Reproduce the data below word for word, without changing anything.
/---
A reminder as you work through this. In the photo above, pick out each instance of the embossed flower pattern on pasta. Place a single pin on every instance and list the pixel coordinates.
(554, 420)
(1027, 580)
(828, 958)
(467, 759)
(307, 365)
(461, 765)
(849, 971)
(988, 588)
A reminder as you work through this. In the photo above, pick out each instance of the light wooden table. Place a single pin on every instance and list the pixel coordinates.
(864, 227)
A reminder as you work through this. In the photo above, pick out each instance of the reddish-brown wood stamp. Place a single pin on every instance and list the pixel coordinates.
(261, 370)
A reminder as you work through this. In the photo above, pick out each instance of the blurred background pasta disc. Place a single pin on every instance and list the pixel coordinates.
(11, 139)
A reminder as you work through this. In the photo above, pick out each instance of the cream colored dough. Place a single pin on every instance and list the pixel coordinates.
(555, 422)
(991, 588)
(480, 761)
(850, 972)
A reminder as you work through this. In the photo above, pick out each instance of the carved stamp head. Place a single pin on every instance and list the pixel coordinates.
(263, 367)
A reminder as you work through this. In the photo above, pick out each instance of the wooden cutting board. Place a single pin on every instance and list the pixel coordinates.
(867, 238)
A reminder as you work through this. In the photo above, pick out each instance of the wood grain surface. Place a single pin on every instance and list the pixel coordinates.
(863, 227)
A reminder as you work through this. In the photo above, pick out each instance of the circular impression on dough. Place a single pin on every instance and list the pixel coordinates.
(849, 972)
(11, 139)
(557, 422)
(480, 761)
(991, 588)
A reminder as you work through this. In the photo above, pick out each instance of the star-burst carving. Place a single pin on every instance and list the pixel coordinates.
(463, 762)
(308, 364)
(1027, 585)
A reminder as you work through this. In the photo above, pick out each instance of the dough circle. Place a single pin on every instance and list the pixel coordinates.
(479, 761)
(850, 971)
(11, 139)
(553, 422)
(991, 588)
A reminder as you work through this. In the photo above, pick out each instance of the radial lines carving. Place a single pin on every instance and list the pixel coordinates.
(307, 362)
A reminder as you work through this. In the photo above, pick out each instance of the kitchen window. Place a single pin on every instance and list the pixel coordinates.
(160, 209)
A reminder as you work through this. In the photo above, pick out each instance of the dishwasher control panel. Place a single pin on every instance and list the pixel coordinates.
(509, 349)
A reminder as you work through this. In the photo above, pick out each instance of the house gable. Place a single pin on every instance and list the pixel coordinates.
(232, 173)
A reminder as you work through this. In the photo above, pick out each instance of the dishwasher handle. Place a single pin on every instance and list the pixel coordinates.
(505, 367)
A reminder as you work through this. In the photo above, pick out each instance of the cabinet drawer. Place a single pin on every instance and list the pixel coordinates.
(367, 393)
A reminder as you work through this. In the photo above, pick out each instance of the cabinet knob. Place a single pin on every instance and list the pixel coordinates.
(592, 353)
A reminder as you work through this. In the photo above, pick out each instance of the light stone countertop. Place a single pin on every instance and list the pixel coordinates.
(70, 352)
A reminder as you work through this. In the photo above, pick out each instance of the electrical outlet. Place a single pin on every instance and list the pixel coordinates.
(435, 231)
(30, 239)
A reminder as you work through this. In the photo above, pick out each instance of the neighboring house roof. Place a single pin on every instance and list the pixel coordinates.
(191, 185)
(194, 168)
\---
Output for this exercise:
A reminder as you work through this. In the photo above, pick out each instance of the embossed flower pattern on pasta. Place a single pin on every instance and list the pixel coordinates.
(554, 420)
(1027, 580)
(828, 958)
(467, 759)
(307, 365)
(461, 765)
(849, 971)
(988, 588)
A reminder as you work through this. In the photo above, pick out each instance of the light wooden table. Place a single pin on every instance and list the pixel coordinates.
(864, 227)
A reminder as you work through this. In the photo above, pick out each instance of the reddish-brown wood stamp. Place a single pin on every instance and list the pixel coordinates.
(261, 370)
A reminder as you work through this. In the photo above, pick out each instance of the blurred background pasta disc. Place a single pin on every instance and list the pixel coordinates.
(11, 139)
A reminder as you work through this. In the photo above, pick out each instance of the cream colored dough. Place a single pin on every instance and list the pixel coordinates.
(555, 422)
(991, 588)
(480, 761)
(850, 972)
A reminder as you work through this. In the photo above, pick out each instance of the carved stamp head. Place a single pin on every instance and list the pixel coordinates.
(263, 367)
A reminder as you work through this. In the photo above, pick out each instance of the wooden cutting board. Place a single pin on every instance and list the pixel coordinates.
(867, 238)
A reminder as you work through this. In the photo above, pick out each instance of the wood grain surface. Place a single pin on every instance and list the pixel coordinates.
(863, 227)
A reminder as you work through this. In the photo above, pick out each instance of the circular impression on dough. Place a single pin on every instance and list the pixel coordinates.
(849, 972)
(11, 139)
(557, 422)
(480, 761)
(991, 588)
A reminder as you work through this. In the photo above, pick out each instance of the star-burst carving. Place a single pin on every instance and list the pixel coordinates.
(463, 762)
(308, 364)
(1027, 585)
A reminder as you work through this. In the photo above, pick out each instance of the dough circle. Place a single pin on every instance and list the pixel coordinates.
(479, 761)
(850, 971)
(11, 139)
(553, 422)
(991, 588)
A reminder as you work through this. In the photo above, pick out each instance of the radial lines carving. Place a single pin on every instance and list the pixel coordinates.
(307, 362)
A reminder as you work through this. In the photo above, pick out each instance of the kitchen window. Place a single pin on every instance and list the pixel coordinates.
(160, 209)
A reminder as you work through this. In the photo above, pick out each instance of the dishwasher control panel. Place a single pin on every instance and list the pixel coordinates.
(509, 349)
A reminder as you work through this. In the photo above, pick out each instance of the house gable. Place a single pin on every instance and list the pixel coordinates.
(232, 173)
A reminder as you work through this. In the photo above, pick out each instance of the dishwasher handle. Place a single pin on every instance and list the pixel coordinates.
(505, 367)
A reminder as you work through this. In the photo above, pick out each instance of the cabinet drawer. Place a single pin on every instance and list the pixel coordinates.
(367, 393)
A reminder as you work through this. In the photo above, pick out each instance of the cabinet knob. Place a single pin on every instance and list the pixel coordinates.
(592, 353)
A reminder as you work through this. In the photo above, pick out each instance of the light stone countertop. Place a single pin on every instance and list the pixel coordinates.
(70, 352)
A reminder as you work through this. In the photo above, pick out each instance of the electrical outlet. Place a single pin on every instance and list the pixel coordinates.
(435, 231)
(30, 239)
A reminder as you work through this. In the photo above, pick out each instance of the neighboring house roof. Place a single pin on every instance and list the pixel coordinates.
(191, 185)
(194, 168)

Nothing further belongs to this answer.